▶ **Quoted passage**:
>>>

Heap Memory Fundamentals

  • A region for dynamic memory allocation.
    • Used for flexible allocation/deallocation at runtime.
      • Arbitrary sizes!
  • Vs. the Stack:
    • Stack: Fixed size, “LIFO” order, language (rustc) managed, suitable for small, short-lived data.
    • Heap: Any size, Any access pattern, manually managed with ownership.

Abstraction

  • We can think of variables in programs as keys using key-value storage, like a hash table or map or dictionary.
  • We can think of numerical memory addresses in the same way, but OS managed.
  • So - imagine the OS has a hash table of vectors
    • We use “vector” as “array of arbitrary length
  • You can store any data structure in some combination of vectors.

Common Uses

  • Allocating memory for data structures, arrays, or file-like objects.
  • Mandatory (mostly) when size is unknown or may change during execution
    • Files
    • Linked lists
    • Vectors
    • Strings

The Danger: Memory Leaks

  • Memory Leak Definition: Occurs when a program allocates heap memory but fails to deallocate it after use.
    • The memory remains reserved, reducing available memory.
  • Not possible in Rust.
    • HUGE Rust W
    • C++ is, as the kids say, Ohio
  • In older languages, you could ask for a lot of heap then loss the ability to find what you put there.

Binary Heaps (Data Structure)

  • Binary Heap: A specialized tree-based data structure.
    • Satisfies the “heap property”
      • (parent \(\ge\) children for max-heap).
    • The tree is balanced (contiguous in memory)
    • Efficent insertion/deletion (log \(n\)) and root access (\(O(1)\)).
  • No relation to the langauge/OS heap.
    • Will definitely not be a future homework assignment 1

In Hardware

  • The MMU
  • A hardware “memory management unit”
    • Actually physical exists.
    • Often on the same physical chip as the CPU.
    • Manages all memory operations related to the CPU.
    • The CPU must consult the MMU for every memory access.

A Hardware Data Structure

  • The MMU converts a Virtual Address (the numerical address used by the OS) into a Physical Address (the physical electrons on chip).
  • Numbers aren’t real2, but transistors are.
  • Big deal in computer architecture.

Distribution of Labor

  • The MMU manages circuitry
  • The OS manages numerical (0x3000) memory addresses
  • The programmer/language manages symbolic (x) variable names.
    • Each of these is a leaky abstraction.

Vocab

  • This would be on a written, in-class assessment if we used those.
  • You are still responsible for this material.
  • Assessed at low probability in job interviews in these languages.
    • Like Oracle or Micron or something.

Vocab

  • Paging: The Mechanism
    • Virtual address space divided in fixed-size chunks called pages (~4KB).
    • The physical memory divided into same-sized chunks called frames.

Vocab

  • Translation Lookaside Buffer (TLB)
    • The MMU uses the TLB, a small, fast cache, to store recent translations.
      • A cache is like an array of registers.
      • Fast as heck.

The TLB

  • The translation lookaside buffer is my “most encountered term when I didn’t think it would matter”.

<<<

(Stored data entries)
>>>

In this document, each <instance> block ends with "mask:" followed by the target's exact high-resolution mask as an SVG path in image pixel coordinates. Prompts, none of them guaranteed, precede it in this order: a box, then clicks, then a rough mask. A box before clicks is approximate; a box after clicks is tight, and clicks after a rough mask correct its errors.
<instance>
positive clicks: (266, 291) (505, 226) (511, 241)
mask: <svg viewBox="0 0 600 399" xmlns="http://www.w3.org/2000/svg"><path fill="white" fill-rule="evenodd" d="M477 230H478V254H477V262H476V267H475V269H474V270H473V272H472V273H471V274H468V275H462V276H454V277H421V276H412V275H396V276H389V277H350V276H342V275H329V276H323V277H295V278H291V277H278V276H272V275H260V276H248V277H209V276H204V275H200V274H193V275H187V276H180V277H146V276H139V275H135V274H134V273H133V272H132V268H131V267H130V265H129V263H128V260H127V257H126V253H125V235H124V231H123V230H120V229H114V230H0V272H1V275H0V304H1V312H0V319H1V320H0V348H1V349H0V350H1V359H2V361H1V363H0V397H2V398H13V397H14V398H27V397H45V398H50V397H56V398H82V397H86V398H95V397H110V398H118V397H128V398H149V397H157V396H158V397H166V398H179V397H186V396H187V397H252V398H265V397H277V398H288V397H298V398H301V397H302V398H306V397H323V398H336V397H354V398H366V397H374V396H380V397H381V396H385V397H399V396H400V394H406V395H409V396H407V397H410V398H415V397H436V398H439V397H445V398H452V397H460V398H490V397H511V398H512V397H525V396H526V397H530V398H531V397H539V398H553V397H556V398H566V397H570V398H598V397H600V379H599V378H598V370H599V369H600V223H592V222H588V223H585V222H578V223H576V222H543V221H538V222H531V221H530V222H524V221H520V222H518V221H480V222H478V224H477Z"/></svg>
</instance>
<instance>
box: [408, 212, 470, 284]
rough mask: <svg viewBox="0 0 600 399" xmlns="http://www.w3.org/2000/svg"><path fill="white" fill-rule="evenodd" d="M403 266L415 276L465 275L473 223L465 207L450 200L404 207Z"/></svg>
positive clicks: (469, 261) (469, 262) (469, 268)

<<<

▶ **Directions**:
(A) In the heap memory notes, condense the section headed "Distribution of Labor" (starting "The MMU manages circuitry") into one sentence that keeps its main facts.
(B) Answer these questions using the heap memory notes, one answer per line:
(i) What approximate size is given for a page?
(ii) What time complexity is given for root access in a binary heap?
(iii) Where is the MMU often located?
(C) Write a continuation of the heap memory notes, beginning right after their final bullet.
These entries are separate material, unrelated to the heap memory notes.

▶ **Replies**:
(A) The MMU manages circuitry, the OS manages numerical memory addresses such as 0x3000, and the programmer or language manages symbolic variable names such as x, with each layer being a leaky abstraction.

(B)
(i) About 4KB.
(ii) O(1).
(iii) On the same physical chip as the CPU.

(C)
Oh yeah, the part of hardware that makes numerical (OS) to hardware (physical location) resolution fast.

Vocab

  • Page Table
    • If a translation is not in the TLB (a “TLB miss”), the MMU must consult the Page Table.
      • Big data structure, slow but complete.
    • Managed by the OS.

Today

struct

Citation

Motivation

  • Write a program that calculates the area of a rectangle.
  • Start by using single variables
  • Refactor the program until we’re using structs instead.

Start

src/main.rs
fn main() {
    let width1 = 30;
    let height1 = 50;

    println!(
        "The area of the rectangle is {} square pixels.",
        area(width1, height1)
    );
}

fn area(width: u32, height: u32) -> u32 {
    width * height
}

Check

Now, run this program using cargo run:

$ cargo run
   Compiling rect v0.1.0 (/home/user/tmp/rect)
    Finished `dev` profile [unoptimized + debuginfo] target(s) in 0.57s
     Running `target/debug/rect`
The area of the rectangle is 1500 square pixels.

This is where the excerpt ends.